> **TASK REQUIREMENTS**
Please arrange everything in the entries below, from the line containing "Look at the image above and locate every rocky" down to the line containing "0,596 -> 1200,1008", as a Markdown table. Include both of those lines, skip any blank lines, and use two columns: "Row" for the running number and "Text" for the line itself.

> **Collection entries**
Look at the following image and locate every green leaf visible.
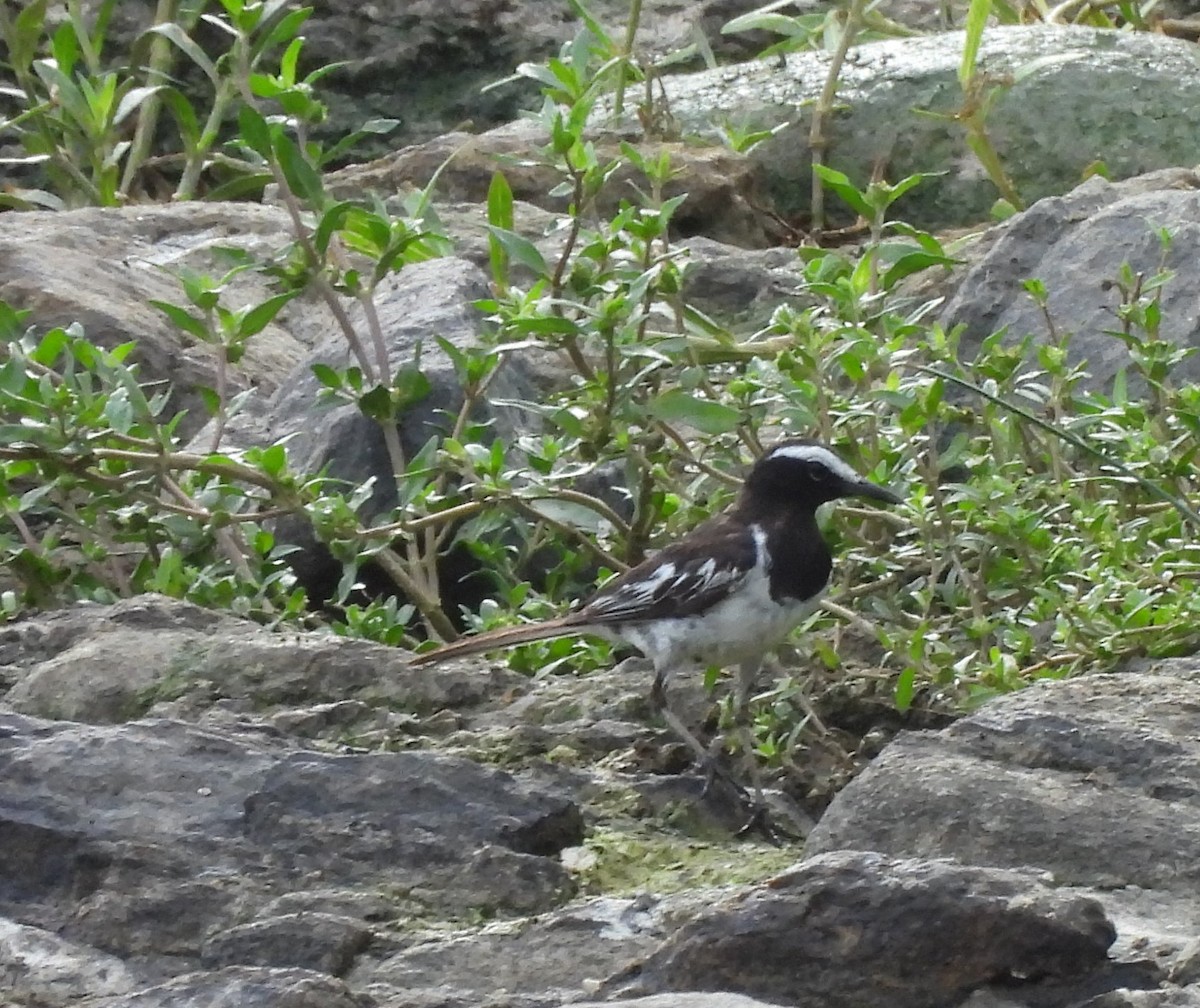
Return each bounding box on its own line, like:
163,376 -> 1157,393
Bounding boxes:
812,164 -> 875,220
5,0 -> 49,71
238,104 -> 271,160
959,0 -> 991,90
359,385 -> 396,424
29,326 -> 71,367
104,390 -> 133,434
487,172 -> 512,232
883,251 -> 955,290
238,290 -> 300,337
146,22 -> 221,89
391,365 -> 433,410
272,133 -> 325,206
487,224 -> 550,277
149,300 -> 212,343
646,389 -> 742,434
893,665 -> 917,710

...

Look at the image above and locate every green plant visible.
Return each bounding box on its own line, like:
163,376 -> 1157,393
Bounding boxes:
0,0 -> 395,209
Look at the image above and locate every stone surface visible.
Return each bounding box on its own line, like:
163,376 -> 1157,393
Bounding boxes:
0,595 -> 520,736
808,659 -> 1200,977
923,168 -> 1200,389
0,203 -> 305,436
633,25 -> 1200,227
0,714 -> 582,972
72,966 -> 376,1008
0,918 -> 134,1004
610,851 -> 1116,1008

--

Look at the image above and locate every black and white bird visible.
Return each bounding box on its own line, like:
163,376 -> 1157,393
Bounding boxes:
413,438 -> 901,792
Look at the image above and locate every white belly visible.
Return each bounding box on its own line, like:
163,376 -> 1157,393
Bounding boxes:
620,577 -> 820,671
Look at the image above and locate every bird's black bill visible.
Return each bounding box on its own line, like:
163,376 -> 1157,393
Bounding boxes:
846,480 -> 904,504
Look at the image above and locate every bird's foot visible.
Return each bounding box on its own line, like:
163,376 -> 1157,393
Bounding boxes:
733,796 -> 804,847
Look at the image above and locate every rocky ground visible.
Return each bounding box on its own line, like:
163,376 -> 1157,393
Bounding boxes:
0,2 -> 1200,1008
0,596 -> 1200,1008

> **TASK OUTPUT**
| Row | Text |
|---|---|
| 1 | Look at the image above and locate every rocky ground visible. |
| 2 | Return each bounding box on its own line, like: |
| 3 | 163,376 -> 1157,393 |
| 4 | Bounding boxes: |
| 5 | 0,2 -> 1200,1008 |
| 6 | 0,596 -> 1200,1008 |